**Page text**
Ideology behind open data movement is strong and well reasoned. Still, it’s good to remember that open data isn’t free and some compromises has to be made also from user side. Specially in the beginning when organisations are moving to open data they may need better control and more detailed information about their data usage. When ecosystem is ready and stable, things can be loosened more.

Public

Open data doesn’t help if nobody knows about that. FMI has a fortunate position that it’s very well known organisation. We didn’t need to advertise our data. But we sure had to work hard describing how to use the data portal. We kept workshops, press conference and speeches²³. We also participated in Apps4Finland²⁴ coding competition. We told about things in Facebook²⁵ and in Twitter²⁶. We also created some example programs^27> and JavaScript Libraries²⁸ to lower barrier in using the portal.

**Exercise instructions**
From the open data text, copy the passage that begins with "Ideology behind open" and ends with "be loosened more.". The data after this text is not needed.

**Information provided**
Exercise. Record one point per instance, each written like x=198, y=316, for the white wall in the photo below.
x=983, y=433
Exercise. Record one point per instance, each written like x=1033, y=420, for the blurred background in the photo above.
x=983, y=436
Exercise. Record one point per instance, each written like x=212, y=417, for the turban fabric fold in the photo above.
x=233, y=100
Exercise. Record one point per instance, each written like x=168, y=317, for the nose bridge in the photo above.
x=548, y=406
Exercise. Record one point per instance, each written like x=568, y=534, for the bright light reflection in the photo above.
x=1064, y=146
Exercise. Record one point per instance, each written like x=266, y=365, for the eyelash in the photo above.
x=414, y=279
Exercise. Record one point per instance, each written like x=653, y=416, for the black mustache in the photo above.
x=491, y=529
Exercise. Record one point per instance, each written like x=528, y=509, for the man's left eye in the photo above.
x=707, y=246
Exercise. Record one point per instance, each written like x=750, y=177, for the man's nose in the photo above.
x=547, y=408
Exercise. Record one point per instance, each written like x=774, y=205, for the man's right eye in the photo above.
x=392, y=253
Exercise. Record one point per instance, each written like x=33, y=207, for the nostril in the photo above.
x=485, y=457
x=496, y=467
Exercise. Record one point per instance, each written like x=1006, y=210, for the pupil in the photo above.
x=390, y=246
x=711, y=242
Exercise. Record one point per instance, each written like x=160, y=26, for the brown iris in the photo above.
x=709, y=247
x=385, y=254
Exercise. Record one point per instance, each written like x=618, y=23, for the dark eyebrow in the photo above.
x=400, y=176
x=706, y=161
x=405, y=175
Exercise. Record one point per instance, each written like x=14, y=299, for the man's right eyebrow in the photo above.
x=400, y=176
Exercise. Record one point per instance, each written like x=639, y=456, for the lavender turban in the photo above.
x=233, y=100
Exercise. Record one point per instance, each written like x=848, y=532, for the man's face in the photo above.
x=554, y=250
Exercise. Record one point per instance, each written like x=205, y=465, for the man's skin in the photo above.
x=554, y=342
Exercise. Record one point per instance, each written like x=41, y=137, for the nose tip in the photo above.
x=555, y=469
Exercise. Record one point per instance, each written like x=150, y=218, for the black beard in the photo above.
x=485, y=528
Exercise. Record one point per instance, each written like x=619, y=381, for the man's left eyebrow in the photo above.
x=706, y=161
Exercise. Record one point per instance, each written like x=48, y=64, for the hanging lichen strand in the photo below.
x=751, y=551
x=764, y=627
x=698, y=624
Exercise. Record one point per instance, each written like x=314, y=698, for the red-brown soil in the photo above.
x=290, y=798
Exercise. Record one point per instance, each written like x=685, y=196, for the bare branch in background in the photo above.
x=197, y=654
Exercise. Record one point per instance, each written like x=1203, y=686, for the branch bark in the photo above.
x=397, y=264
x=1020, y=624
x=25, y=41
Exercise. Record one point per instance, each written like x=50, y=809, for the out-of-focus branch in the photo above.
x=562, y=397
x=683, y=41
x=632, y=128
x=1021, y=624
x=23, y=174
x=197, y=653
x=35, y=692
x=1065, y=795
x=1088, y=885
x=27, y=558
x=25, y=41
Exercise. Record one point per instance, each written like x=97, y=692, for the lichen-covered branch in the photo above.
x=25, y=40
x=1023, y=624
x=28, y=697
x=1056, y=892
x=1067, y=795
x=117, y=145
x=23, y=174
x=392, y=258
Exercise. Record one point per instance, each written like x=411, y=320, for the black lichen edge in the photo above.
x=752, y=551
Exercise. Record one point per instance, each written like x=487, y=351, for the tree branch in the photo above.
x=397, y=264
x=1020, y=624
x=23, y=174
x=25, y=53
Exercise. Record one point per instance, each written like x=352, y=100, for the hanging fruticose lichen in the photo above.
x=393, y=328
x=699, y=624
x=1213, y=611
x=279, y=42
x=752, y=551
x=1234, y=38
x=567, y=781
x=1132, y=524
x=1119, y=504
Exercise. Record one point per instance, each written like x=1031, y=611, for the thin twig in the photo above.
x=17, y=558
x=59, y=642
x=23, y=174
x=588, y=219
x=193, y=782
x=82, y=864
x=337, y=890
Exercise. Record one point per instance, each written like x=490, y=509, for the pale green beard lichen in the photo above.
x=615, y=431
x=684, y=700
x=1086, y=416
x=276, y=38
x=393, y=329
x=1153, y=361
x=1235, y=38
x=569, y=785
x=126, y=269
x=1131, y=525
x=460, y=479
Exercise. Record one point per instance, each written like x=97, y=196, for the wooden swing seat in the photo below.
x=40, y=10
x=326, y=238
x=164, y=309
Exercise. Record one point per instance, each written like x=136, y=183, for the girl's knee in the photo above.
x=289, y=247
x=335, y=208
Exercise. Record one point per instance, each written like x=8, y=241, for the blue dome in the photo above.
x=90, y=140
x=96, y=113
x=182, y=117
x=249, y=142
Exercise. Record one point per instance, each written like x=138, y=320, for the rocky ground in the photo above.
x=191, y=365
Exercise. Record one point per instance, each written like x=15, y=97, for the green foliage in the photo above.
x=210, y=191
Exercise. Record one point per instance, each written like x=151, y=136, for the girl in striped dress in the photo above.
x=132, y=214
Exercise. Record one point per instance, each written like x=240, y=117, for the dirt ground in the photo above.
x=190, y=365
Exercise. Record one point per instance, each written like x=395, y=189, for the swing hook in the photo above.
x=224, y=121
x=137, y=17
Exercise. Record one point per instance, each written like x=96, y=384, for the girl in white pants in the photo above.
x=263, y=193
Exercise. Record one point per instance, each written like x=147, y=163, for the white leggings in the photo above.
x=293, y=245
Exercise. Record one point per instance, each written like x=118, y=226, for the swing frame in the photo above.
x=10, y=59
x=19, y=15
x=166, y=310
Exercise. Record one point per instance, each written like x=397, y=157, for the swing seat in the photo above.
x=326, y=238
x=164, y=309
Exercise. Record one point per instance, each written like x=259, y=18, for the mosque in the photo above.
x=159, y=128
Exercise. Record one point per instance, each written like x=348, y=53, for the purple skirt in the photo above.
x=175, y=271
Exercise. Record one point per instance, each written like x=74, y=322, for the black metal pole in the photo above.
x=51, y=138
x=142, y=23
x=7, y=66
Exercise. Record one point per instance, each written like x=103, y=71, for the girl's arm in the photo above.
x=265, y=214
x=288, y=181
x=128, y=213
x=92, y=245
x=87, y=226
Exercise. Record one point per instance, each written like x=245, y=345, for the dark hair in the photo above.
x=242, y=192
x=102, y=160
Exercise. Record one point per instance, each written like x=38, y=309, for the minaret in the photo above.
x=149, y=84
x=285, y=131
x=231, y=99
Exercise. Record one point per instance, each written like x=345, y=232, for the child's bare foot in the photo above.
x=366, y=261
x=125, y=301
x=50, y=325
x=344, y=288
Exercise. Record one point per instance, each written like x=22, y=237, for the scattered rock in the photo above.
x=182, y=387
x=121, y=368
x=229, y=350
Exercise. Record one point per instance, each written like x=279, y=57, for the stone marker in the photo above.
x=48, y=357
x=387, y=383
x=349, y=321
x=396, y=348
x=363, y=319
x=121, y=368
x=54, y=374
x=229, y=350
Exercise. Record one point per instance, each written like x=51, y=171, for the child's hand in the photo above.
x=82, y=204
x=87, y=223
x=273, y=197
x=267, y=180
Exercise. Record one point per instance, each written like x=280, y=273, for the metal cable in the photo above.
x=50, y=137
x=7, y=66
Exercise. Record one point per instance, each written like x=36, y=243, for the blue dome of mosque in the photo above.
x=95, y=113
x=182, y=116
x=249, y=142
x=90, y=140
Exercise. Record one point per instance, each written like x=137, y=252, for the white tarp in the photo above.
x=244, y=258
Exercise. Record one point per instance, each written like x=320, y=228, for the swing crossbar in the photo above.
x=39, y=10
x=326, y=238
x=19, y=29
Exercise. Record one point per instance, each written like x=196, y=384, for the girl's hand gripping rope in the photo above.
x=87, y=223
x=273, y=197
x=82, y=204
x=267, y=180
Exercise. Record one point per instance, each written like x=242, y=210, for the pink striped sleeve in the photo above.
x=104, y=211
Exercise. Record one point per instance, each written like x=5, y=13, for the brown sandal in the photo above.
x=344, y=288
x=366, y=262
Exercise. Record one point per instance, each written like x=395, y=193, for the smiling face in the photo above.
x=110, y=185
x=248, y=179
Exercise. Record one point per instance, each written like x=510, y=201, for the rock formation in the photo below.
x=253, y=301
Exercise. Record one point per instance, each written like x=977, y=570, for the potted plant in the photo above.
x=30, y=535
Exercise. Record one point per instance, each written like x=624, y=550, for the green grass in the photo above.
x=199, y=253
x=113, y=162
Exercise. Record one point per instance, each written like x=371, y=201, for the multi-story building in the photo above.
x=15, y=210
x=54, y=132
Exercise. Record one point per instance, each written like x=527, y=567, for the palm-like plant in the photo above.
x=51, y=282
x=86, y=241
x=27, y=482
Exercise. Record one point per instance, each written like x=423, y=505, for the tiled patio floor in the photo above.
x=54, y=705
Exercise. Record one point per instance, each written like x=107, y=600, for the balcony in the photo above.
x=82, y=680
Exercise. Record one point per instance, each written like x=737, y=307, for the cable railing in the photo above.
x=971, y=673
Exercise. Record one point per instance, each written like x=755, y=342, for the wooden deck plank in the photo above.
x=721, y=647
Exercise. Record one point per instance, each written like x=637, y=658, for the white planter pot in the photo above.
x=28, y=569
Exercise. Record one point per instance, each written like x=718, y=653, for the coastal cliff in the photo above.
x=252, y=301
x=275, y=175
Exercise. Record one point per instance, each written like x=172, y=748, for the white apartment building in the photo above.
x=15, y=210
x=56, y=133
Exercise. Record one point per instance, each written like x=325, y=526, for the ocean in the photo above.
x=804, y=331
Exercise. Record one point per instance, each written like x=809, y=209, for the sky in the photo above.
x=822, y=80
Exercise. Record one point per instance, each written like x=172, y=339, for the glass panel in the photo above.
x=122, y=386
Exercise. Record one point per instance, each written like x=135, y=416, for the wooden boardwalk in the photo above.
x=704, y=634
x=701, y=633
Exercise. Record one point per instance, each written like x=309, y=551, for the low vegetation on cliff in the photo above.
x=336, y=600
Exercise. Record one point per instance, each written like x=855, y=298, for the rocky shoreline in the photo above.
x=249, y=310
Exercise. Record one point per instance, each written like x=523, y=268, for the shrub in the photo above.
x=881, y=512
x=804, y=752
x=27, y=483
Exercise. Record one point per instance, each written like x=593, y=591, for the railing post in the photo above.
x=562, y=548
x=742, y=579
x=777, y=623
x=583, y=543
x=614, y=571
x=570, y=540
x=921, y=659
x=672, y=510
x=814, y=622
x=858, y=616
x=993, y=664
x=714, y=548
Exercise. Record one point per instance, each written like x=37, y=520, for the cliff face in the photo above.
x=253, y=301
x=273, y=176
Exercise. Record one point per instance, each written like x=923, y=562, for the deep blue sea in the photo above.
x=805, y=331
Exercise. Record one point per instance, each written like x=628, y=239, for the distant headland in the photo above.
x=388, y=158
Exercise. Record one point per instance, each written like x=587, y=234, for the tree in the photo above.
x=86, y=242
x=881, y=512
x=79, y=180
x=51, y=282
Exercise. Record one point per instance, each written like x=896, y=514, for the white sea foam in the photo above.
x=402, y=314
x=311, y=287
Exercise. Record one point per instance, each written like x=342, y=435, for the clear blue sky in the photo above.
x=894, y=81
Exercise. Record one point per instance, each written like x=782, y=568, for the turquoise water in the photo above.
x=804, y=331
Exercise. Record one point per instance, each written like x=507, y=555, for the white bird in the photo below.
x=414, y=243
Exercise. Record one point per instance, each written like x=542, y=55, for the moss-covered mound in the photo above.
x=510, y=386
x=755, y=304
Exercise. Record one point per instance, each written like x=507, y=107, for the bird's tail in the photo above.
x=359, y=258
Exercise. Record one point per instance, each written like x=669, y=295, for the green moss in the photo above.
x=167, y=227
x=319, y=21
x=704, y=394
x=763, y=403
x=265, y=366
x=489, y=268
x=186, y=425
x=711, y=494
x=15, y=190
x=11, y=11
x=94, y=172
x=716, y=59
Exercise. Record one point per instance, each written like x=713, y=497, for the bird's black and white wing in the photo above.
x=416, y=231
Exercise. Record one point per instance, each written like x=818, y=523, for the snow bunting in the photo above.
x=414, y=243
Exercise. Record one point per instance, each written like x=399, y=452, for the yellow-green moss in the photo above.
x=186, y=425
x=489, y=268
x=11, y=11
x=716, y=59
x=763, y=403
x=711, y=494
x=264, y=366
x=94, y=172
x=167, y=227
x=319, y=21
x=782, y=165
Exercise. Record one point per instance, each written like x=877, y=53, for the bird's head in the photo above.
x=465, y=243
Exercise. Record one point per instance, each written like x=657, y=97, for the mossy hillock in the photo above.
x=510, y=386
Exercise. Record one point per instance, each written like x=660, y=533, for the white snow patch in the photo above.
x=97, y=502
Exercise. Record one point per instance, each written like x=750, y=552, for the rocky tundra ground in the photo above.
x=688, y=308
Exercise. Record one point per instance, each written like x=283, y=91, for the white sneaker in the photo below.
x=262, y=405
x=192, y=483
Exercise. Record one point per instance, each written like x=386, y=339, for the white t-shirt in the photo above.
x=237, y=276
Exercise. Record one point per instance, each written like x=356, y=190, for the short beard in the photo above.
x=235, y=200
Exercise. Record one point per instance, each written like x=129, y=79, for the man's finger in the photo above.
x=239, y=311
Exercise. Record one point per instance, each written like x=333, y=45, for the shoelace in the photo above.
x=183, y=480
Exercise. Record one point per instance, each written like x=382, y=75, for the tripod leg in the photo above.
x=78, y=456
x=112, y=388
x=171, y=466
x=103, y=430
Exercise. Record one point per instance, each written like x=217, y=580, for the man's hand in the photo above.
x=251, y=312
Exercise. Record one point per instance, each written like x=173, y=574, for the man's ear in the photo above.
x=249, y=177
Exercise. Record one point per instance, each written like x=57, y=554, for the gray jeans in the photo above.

**Output for this exercise**
Ideology behind open data movement is strong and well reasoned. Still, it’s good to remember that open data isn’t free and some compromises has to be made also from user side. Specially in the beginning when organisations are moving to open data they may need better control and more detailed information about their data usage. When ecosystem is ready and stable, things can be loosened more.